■ Exercise directions ■
Continue the article on the city's regional literature festivals from its last paragraph.

■ Text segment ■
While there has been a rapid growth in the sheer number of literary festivals around the country, most of them tend to focus on English literature. International authors are often the star attractions at these events and there is often little or almost no spotlight for regional authors, who are left confined to school textbooks. But two homegrown festivals in the city are slowly working their way towards shifting focus to regional literature. Lit O Fest and Gateway LitFest, both in their third year, have a burgeoning line-up of authors who will engage in talks, panel discussions and book launches.
The Multicultural aspect
Lit O Fest is a not just a literature festival, it’s a multi-cultural event that will be held over two days. The usual panel discussions will be interspersed with dance and music performances. “It is a showcase of Indian culture focusing on arts, music and dance. This year, the festival has adopted a village in Maharashtra called Dahigaon and started a school in it as well. We plan to adopt other villages as well and make them self-sufficient. So it’s not just literature, it’s also literacy in rural India,” says festival director Smita Parikh.
Popular authors such as Anand Neelakantan, Shashi Tharoor, William Dalrymple, Ashwin Sanghi and Shatrujeet Nath will be in attendance. Renowned Hindi authors Kedarnath Singh and Uday Prakash will be felicitated this year at the festival. “Our focus is mostly on Hindi and Urdu writing. The idea is to give a wider platform to Hindi literature and provide it the international status that it deserves. We intend to take this festival abroad. In fact, Dr Mahesh Sharma, union tourism and culture minister, will be part of the event, and we intend to approach him. The idea is to show other countries what we have,” says Parikh.

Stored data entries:
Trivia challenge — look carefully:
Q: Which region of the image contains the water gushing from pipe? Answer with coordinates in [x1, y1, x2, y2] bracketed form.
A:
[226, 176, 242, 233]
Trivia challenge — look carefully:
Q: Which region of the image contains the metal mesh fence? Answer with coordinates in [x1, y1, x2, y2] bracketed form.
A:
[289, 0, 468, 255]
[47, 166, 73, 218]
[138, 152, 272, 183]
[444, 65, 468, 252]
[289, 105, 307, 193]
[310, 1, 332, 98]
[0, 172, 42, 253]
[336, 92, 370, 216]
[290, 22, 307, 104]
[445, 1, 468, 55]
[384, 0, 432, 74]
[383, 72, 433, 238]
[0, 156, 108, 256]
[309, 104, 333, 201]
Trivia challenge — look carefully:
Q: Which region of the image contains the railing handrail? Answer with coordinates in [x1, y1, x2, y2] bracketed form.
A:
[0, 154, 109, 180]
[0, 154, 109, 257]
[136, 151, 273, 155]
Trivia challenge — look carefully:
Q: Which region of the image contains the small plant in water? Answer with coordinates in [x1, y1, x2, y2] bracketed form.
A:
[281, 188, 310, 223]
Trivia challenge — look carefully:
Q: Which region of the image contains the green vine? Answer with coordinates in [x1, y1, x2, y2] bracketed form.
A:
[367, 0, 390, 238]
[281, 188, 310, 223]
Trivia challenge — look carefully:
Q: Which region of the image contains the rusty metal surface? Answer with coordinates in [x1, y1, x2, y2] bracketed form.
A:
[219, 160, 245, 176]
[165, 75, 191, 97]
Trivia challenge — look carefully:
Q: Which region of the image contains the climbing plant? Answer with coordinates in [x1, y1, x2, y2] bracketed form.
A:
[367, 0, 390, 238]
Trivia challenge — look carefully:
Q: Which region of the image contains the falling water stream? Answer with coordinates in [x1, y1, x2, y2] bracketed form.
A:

■ Result of the exercise ■
The festival, which started with the aim to provide budding authors with a platform, now facilitates publishing contracts as well. “When we started the festival, I knew a couple of budding authors who were unable to be part of any literary events. Publishers refused to highlight them until they were really well known. So, we decided that we needed to create a platform where such authors can get noticed,” says Parikh.
Talking about the selection process, the festival director shares, “Once our jury selects the authors, we share their manuscript with the publishers, who later publish the work. This year, our jury consists of author Kiran Manral, actor Tannishtha Chatterjee, author Anjali Kriplani and publisher Akash Shah. In fact, there have been eight publishing contracts in 2015, and 20 manuscripts were identified for publishing in 2016.”
- Lit O Fest will be held on February 23 and February 24, at Grant Medical College Gymkhana, Marine Drive, from 10am to 10pm.
- Gateway LitFest will be held on February 25 and February 26, at Experimental Theatre, NCPA, Nariman Point, from 11am to 8pm.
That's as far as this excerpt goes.